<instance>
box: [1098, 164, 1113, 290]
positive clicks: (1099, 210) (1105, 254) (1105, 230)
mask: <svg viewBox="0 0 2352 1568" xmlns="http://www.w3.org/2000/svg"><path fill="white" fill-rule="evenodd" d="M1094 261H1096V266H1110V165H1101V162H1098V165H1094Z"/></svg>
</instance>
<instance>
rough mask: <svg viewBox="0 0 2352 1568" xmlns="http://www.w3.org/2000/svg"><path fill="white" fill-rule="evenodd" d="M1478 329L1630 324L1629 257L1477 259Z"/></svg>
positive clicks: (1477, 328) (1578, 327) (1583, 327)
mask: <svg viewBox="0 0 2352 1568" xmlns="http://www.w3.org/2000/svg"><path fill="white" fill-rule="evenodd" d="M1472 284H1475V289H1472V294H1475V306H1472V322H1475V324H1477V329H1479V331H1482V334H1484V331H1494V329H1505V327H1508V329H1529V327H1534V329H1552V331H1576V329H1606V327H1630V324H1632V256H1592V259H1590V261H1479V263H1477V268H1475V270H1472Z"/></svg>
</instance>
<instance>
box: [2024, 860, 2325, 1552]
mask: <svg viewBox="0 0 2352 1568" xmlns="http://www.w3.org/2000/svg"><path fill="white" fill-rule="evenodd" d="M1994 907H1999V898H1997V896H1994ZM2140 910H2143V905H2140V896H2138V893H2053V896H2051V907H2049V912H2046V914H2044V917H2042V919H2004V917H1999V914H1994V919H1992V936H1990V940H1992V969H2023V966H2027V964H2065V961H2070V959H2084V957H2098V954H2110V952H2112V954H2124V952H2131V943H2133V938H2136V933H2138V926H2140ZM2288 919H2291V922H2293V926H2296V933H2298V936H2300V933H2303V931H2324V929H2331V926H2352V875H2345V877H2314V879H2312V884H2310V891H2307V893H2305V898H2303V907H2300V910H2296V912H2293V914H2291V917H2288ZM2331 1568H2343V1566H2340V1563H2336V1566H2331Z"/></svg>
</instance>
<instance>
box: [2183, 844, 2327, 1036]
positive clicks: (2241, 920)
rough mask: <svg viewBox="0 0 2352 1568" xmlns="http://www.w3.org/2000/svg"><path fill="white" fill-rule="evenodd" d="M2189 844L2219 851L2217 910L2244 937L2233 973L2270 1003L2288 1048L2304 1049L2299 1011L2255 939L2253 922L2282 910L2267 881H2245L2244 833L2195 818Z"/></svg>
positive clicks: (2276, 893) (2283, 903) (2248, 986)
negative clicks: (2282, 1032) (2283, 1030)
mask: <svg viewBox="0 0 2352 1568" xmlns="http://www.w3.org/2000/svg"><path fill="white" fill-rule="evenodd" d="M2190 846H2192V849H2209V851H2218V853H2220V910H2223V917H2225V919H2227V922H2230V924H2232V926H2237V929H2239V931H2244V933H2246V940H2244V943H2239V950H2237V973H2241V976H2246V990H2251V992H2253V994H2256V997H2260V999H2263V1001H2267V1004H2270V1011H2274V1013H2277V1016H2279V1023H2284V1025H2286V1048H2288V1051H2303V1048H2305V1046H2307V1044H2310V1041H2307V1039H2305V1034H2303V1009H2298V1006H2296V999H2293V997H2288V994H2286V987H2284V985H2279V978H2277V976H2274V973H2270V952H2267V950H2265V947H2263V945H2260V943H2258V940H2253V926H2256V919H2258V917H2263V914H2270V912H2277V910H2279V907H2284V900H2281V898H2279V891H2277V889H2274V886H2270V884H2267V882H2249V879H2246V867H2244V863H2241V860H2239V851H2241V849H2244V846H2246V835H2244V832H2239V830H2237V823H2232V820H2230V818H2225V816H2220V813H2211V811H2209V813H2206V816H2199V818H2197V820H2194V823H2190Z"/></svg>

[Yang Harus Dikerjakan]:
Susun ulang semua baris materi di atas menjadi daftar bernomor, dan lewati baris yang kosong.

[Penyelesaian Soal Ini]:
1. <instance>
2. box: [1098, 164, 1113, 290]
3. positive clicks: (1099, 210) (1105, 254) (1105, 230)
4. mask: <svg viewBox="0 0 2352 1568" xmlns="http://www.w3.org/2000/svg"><path fill="white" fill-rule="evenodd" d="M1094 261H1096V266H1110V165H1101V162H1098V165H1094Z"/></svg>
5. </instance>
6. <instance>
7. rough mask: <svg viewBox="0 0 2352 1568" xmlns="http://www.w3.org/2000/svg"><path fill="white" fill-rule="evenodd" d="M1478 329L1630 324L1629 257L1477 259Z"/></svg>
8. positive clicks: (1477, 328) (1578, 327) (1583, 327)
9. mask: <svg viewBox="0 0 2352 1568" xmlns="http://www.w3.org/2000/svg"><path fill="white" fill-rule="evenodd" d="M1472 284H1475V289H1472V294H1475V306H1472V322H1475V324H1477V329H1479V331H1482V334H1484V331H1494V329H1505V327H1508V329H1529V327H1534V329H1552V331H1576V329H1606V327H1630V324H1632V256H1592V259H1590V261H1479V263H1477V268H1475V270H1472Z"/></svg>
10. </instance>
11. <instance>
12. box: [2024, 860, 2325, 1552]
13. mask: <svg viewBox="0 0 2352 1568" xmlns="http://www.w3.org/2000/svg"><path fill="white" fill-rule="evenodd" d="M1994 907H1999V898H1997V896H1994ZM2140 910H2143V905H2140V896H2138V893H2053V896H2051V907H2049V912H2046V914H2044V917H2042V919H2004V917H1999V914H1994V919H1992V936H1990V940H1992V969H2023V966H2027V964H2065V961H2070V959H2084V957H2098V954H2110V952H2112V954H2124V952H2131V943H2133V938H2136V933H2138V926H2140ZM2288 919H2291V922H2293V926H2296V933H2298V936H2300V933H2303V931H2324V929H2331V926H2352V875H2345V877H2314V879H2312V884H2310V891H2307V893H2305V898H2303V907H2300V910H2296V912H2293V914H2291V917H2288ZM2331 1568H2343V1566H2340V1563H2336V1566H2331Z"/></svg>
14. </instance>
15. <instance>
16. box: [2183, 844, 2327, 1036]
17. positive clicks: (2241, 920)
18. rough mask: <svg viewBox="0 0 2352 1568" xmlns="http://www.w3.org/2000/svg"><path fill="white" fill-rule="evenodd" d="M2189 844L2219 851L2217 910L2244 937L2233 973L2270 1003L2288 1048L2304 1049L2299 1011L2255 939L2253 922L2282 910L2267 881H2245L2244 833L2195 818Z"/></svg>
19. positive clicks: (2276, 893) (2283, 903) (2248, 986)
20. negative clicks: (2282, 1032) (2283, 1030)
21. mask: <svg viewBox="0 0 2352 1568" xmlns="http://www.w3.org/2000/svg"><path fill="white" fill-rule="evenodd" d="M2190 846H2192V849H2209V851H2218V853H2220V910H2223V917H2225V919H2227V922H2230V924H2232V926H2237V929H2239V931H2244V933H2246V940H2244V943H2239V950H2237V973H2241V976H2246V990H2251V992H2253V994H2256V997H2260V999H2263V1001H2267V1004H2270V1011H2274V1013H2277V1016H2279V1023H2284V1025H2286V1048H2288V1051H2303V1048H2305V1046H2307V1044H2310V1041H2307V1039H2305V1034H2303V1009H2298V1006H2296V999H2293V997H2288V994H2286V987H2284V985H2279V978H2277V976H2274V973H2270V952H2267V950H2265V947H2263V945H2260V943H2258V940H2253V926H2256V919H2258V917H2263V914H2270V912H2277V910H2279V907H2284V900H2281V898H2279V891H2277V889H2274V886H2270V884H2267V882H2249V879H2246V867H2244V863H2241V860H2239V851H2241V849H2244V846H2246V835H2244V832H2239V830H2237V823H2232V820H2230V818H2225V816H2220V813H2211V811H2209V813H2206V816H2199V818H2197V820H2194V823H2190Z"/></svg>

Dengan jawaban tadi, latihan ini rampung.